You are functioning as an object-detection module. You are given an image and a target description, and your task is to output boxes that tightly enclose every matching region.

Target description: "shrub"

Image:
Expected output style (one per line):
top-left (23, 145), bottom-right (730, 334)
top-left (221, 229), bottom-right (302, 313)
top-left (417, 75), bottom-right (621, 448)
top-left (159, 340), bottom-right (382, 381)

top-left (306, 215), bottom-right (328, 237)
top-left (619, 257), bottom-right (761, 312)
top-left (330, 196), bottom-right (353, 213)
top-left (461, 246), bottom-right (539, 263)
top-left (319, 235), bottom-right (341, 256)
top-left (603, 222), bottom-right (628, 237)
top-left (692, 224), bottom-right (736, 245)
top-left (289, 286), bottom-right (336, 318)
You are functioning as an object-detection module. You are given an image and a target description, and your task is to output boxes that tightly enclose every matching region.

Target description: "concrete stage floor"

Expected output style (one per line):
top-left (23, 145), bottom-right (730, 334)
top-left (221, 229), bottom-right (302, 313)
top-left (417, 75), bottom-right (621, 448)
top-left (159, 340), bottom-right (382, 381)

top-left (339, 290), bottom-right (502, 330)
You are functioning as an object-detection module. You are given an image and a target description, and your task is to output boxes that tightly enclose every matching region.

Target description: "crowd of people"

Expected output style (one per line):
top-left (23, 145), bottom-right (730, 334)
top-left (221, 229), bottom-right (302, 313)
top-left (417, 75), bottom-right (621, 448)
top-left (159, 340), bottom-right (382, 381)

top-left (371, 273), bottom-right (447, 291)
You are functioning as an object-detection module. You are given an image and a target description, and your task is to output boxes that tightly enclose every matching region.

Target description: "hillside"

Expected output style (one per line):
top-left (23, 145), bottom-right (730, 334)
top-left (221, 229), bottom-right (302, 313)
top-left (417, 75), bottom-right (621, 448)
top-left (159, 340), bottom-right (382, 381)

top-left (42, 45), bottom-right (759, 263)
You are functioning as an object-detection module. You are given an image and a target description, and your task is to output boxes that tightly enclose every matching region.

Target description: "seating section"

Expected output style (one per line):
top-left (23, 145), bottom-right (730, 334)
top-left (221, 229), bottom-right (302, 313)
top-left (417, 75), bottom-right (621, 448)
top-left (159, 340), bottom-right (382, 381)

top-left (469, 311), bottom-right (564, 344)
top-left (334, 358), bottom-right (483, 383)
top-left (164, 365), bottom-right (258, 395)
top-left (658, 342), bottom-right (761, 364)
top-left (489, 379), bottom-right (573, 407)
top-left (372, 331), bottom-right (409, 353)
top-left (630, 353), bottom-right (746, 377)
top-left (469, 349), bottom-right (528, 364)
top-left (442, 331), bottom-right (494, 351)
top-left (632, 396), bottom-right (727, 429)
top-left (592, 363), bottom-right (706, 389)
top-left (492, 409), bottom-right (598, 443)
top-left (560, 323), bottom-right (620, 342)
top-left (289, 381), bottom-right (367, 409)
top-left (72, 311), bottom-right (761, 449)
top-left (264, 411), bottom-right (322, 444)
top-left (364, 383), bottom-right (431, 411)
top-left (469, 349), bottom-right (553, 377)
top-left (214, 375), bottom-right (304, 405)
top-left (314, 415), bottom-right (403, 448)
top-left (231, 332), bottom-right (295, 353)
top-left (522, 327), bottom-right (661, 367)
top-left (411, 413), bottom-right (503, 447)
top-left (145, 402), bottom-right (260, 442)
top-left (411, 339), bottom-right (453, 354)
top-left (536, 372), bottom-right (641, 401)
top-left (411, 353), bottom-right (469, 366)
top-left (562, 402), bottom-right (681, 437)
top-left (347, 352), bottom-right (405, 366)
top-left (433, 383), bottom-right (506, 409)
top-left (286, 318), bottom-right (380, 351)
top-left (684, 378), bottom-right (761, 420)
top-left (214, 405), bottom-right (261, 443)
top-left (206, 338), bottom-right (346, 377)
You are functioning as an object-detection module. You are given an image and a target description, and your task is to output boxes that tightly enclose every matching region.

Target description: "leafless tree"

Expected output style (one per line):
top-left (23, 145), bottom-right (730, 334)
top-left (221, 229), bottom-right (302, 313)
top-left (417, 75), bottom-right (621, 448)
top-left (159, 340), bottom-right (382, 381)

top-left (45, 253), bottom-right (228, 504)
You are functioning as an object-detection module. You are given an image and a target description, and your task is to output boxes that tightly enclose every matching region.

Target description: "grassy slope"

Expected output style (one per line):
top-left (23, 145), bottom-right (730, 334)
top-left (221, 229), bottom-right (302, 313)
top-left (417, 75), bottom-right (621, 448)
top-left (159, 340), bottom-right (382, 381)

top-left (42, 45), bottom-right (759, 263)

━━━━━━━━━━━━━━━━━━━━

Mettez à jour l'ensemble du matériel ci-dessus en y remplaçant « object-detection module » par « bounding-box detector », puis redonnez-le en entier sans aucune autre modification, s'il vous plaît.

You are functioning as an bounding-box detector. You are given an image and a target description, and your task is to output boxes that tightly enclose every matching region.

Target description: "shrub"

Image:
Expected output style (one per line):
top-left (23, 145), bottom-right (730, 334)
top-left (221, 229), bottom-right (302, 313)
top-left (417, 75), bottom-right (621, 448)
top-left (159, 340), bottom-right (382, 381)

top-left (306, 215), bottom-right (328, 237)
top-left (619, 257), bottom-right (761, 312)
top-left (330, 196), bottom-right (353, 213)
top-left (461, 246), bottom-right (539, 263)
top-left (319, 235), bottom-right (341, 256)
top-left (603, 222), bottom-right (628, 237)
top-left (692, 224), bottom-right (736, 245)
top-left (289, 286), bottom-right (336, 318)
You are functioning as an bounding-box detector. You are given an image and a target description, and your task is to output boxes that tightly enclose every matching region.

Target description: "concrete stage floor"

Expected output style (one per line):
top-left (23, 145), bottom-right (730, 334)
top-left (221, 229), bottom-right (302, 313)
top-left (417, 75), bottom-right (621, 448)
top-left (159, 340), bottom-right (382, 381)

top-left (339, 290), bottom-right (502, 330)
You are functioning as an bounding-box detector. You are given an image and a target description, and your task is to output boxes that tightly enclose every matching region.

Target description: "crowd of people"

Expected output style (one per line):
top-left (23, 145), bottom-right (730, 334)
top-left (221, 229), bottom-right (302, 313)
top-left (417, 75), bottom-right (621, 448)
top-left (159, 340), bottom-right (382, 381)

top-left (371, 273), bottom-right (447, 291)
You are functioning as an bounding-box detector. You are given an image and a target description, and your task is to output boxes that tightly enclose every matching region.

Target description: "hillside"

Expected output style (one per line):
top-left (23, 145), bottom-right (730, 334)
top-left (221, 229), bottom-right (302, 313)
top-left (417, 75), bottom-right (621, 448)
top-left (159, 340), bottom-right (382, 381)

top-left (42, 45), bottom-right (759, 263)
You are functioning as an bounding-box detector. You are given an image and a target description, and your task is to output boxes that tightly enclose every matching region.

Target description: "seating section"

Expected output style (one per line):
top-left (23, 145), bottom-right (730, 334)
top-left (221, 229), bottom-right (302, 313)
top-left (417, 75), bottom-right (621, 448)
top-left (159, 340), bottom-right (382, 381)

top-left (469, 311), bottom-right (564, 344)
top-left (334, 358), bottom-right (483, 383)
top-left (164, 365), bottom-right (258, 395)
top-left (658, 342), bottom-right (761, 364)
top-left (489, 379), bottom-right (573, 407)
top-left (372, 331), bottom-right (409, 353)
top-left (630, 353), bottom-right (746, 377)
top-left (469, 349), bottom-right (528, 364)
top-left (442, 331), bottom-right (494, 351)
top-left (632, 396), bottom-right (727, 429)
top-left (592, 363), bottom-right (706, 389)
top-left (492, 409), bottom-right (598, 443)
top-left (560, 323), bottom-right (620, 342)
top-left (289, 381), bottom-right (367, 409)
top-left (72, 311), bottom-right (761, 449)
top-left (264, 411), bottom-right (322, 444)
top-left (364, 383), bottom-right (431, 411)
top-left (469, 349), bottom-right (553, 377)
top-left (214, 375), bottom-right (304, 405)
top-left (314, 415), bottom-right (403, 448)
top-left (231, 332), bottom-right (295, 353)
top-left (522, 327), bottom-right (661, 367)
top-left (411, 413), bottom-right (503, 447)
top-left (145, 402), bottom-right (260, 442)
top-left (411, 339), bottom-right (453, 354)
top-left (536, 372), bottom-right (641, 401)
top-left (411, 353), bottom-right (469, 366)
top-left (562, 402), bottom-right (681, 437)
top-left (347, 352), bottom-right (405, 366)
top-left (433, 383), bottom-right (506, 409)
top-left (286, 318), bottom-right (380, 351)
top-left (684, 378), bottom-right (761, 420)
top-left (214, 405), bottom-right (261, 443)
top-left (206, 338), bottom-right (346, 377)
You are functioning as an bounding-box detector. You are given an image and a target description, and your task is to output boxes that tightly enclose every matching region.

Target description: "leafless tree"

Expected output style (one per line):
top-left (23, 145), bottom-right (730, 334)
top-left (221, 229), bottom-right (302, 313)
top-left (417, 75), bottom-right (621, 448)
top-left (159, 340), bottom-right (382, 381)

top-left (45, 253), bottom-right (228, 504)
You are functioning as an bounding-box detector. You are given an image and a target description, and your task is to output boxes that tightly enclose every matching region.

Target description: "grassy slope"

Expected output style (one per line):
top-left (23, 145), bottom-right (730, 334)
top-left (221, 229), bottom-right (302, 313)
top-left (417, 75), bottom-right (621, 448)
top-left (159, 340), bottom-right (382, 381)

top-left (42, 45), bottom-right (759, 263)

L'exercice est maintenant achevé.